WHAT IS EXPECTED: Please transcribe the data below exactly. Leave the pictures out.
Top of DATA EXCERPTS
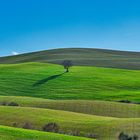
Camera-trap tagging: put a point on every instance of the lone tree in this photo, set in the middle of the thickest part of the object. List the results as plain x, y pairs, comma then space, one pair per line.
67, 64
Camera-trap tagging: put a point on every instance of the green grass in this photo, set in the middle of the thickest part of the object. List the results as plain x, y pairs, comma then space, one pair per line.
103, 127
101, 108
81, 56
9, 133
85, 83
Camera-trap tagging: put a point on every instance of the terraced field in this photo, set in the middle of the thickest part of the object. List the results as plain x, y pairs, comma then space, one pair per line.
50, 81
100, 108
102, 127
9, 133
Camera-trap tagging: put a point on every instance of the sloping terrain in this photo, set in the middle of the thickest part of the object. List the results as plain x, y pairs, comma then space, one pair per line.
100, 108
103, 128
9, 133
81, 56
50, 81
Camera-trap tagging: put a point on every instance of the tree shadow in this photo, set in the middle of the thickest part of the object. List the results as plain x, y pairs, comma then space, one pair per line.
45, 80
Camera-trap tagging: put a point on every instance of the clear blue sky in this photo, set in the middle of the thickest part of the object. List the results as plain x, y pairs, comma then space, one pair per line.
32, 25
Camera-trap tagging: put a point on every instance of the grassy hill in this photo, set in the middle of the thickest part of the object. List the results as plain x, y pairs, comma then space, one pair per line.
50, 81
81, 56
103, 128
9, 133
100, 108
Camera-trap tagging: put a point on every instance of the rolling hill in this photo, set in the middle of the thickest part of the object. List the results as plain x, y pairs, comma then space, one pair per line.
85, 83
81, 56
100, 108
9, 133
103, 128
85, 101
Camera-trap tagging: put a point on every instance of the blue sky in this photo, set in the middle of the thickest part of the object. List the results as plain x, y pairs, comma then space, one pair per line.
32, 25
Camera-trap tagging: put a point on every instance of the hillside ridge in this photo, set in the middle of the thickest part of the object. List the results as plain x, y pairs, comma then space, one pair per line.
80, 57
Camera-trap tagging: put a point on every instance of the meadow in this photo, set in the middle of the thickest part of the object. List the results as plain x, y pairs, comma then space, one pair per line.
85, 83
100, 108
104, 128
86, 102
9, 133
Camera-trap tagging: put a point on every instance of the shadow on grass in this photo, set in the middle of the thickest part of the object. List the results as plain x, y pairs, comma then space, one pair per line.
45, 80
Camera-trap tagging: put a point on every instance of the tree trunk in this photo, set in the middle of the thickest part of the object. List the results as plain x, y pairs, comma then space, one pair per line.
67, 69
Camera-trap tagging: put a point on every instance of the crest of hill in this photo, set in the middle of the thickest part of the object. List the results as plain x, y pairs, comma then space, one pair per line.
81, 56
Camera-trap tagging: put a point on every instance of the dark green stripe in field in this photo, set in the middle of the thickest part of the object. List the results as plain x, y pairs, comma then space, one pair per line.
103, 128
50, 81
100, 108
9, 133
81, 56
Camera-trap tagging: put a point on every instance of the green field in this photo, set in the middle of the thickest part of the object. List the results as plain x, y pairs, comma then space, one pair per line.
86, 83
103, 128
81, 56
100, 108
83, 101
9, 133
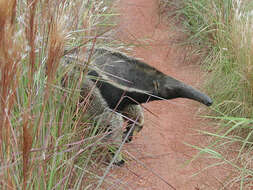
Bottom of DATA EXCERPTS
COMPLETED EXERCISE:
Camera-trap tagging: put a point on every instance of the lone tree in this photo, set in the middle of the thickest part of the object. List the results as plain x, y pairs, comma then space, one pair per line.
67, 64
Camera-trap tagging: put a point on every instance of the green grass in this photo, set in the middle of the thickest part of the object. List the results as plain x, y pairs, comma then space, one pair per line.
103, 127
101, 108
81, 56
9, 133
85, 83
Camera-trap tagging: put a point on every instance of the terraced field in this photo, set in the middle of the thickest part of the object. List the results as plain x, y pairs, comma then space, one pair per line.
50, 81
100, 108
102, 127
9, 133
Camera-trap tagging: put a point on every instance of the sloping terrain in this photo, set in the middle of the thickest part of the object. List the results as plain x, y pairs, comma then space, one pair per line.
100, 108
103, 128
9, 133
81, 56
50, 81
Camera-trap tagging: put a point on every instance of the tree shadow in this photo, set in the middle of the thickest part of the object. List the results as plain x, y pairs, comma then space, one pair per line.
45, 80
Camera-trap tagging: put a point on every instance of the clear blue sky in this photo, set in the middle of the thickest part of the object. List the results as plain x, y pairs, comma then space, one pair per line.
32, 25
Camera-trap tagging: put a point on every instance of the grassy hill in this photo, set in the middle of the thickest part of the object. List the results as plain x, y pairs, comma then space, one pair per line.
50, 81
81, 56
103, 128
9, 133
100, 108
Camera-trap tagging: put a point on every instance of the rolling hill in this photo, set in the middle of the thickest part of the object. List the results as plain x, y pairs, comma then space, one pair per line.
85, 83
81, 56
100, 108
9, 133
103, 128
85, 101
Camera-trap tagging: put a point on every instance of the blue sky in this photo, set in the middle of the thickest part of the object. List the results as plain x, y pairs, comma then space, one pair per line.
32, 25
Camera-trap tagging: put a point on every instance of the hillside ridge in this photo, set in the middle of the thickest part of the object. List the results as plain x, y pairs, comma then space, one pair per line.
80, 57
Camera-trap tagging: put a point on every instance of the meadow in this photo, set in the middle of the thickest part of the object. List the results as plain x, y pairs, comma then space, one pair per line.
85, 83
100, 108
104, 128
86, 102
9, 133
Camera-trap tagging: put a point on every instance of the shadow on grass in this photo, set in the middle of the thickest part of the object. List the results as plain x, y pairs, comma then space, one pair per line.
45, 80
Camera-trap tagging: put a point on every instance of the tree trunk in this photo, set in the middle of the thickest part of the object. List the results as plain x, y pairs, comma then space, one pair per line.
67, 69
Camera-trap tagging: put a point on every instance of the crest of hill in this photo, set in the middle of the thickest part of the object. List the results as plain x, y pairs, comma then space, one pair per line.
81, 56
Camera-trap tagging: put a point on every instance of the dark green stripe in field in this photo, set in the middle of the thickest part of the object. List the results as plain x, y pairs, comma then space, one pair per line.
103, 128
50, 81
100, 108
9, 133
81, 56
Camera-trap tagging: put a point on every instance of the green field in this photo, set in the middle of the thickest part of the object. List the results as plain x, y pairs, comma then space, one pair per line.
86, 83
103, 128
81, 56
100, 108
83, 101
9, 133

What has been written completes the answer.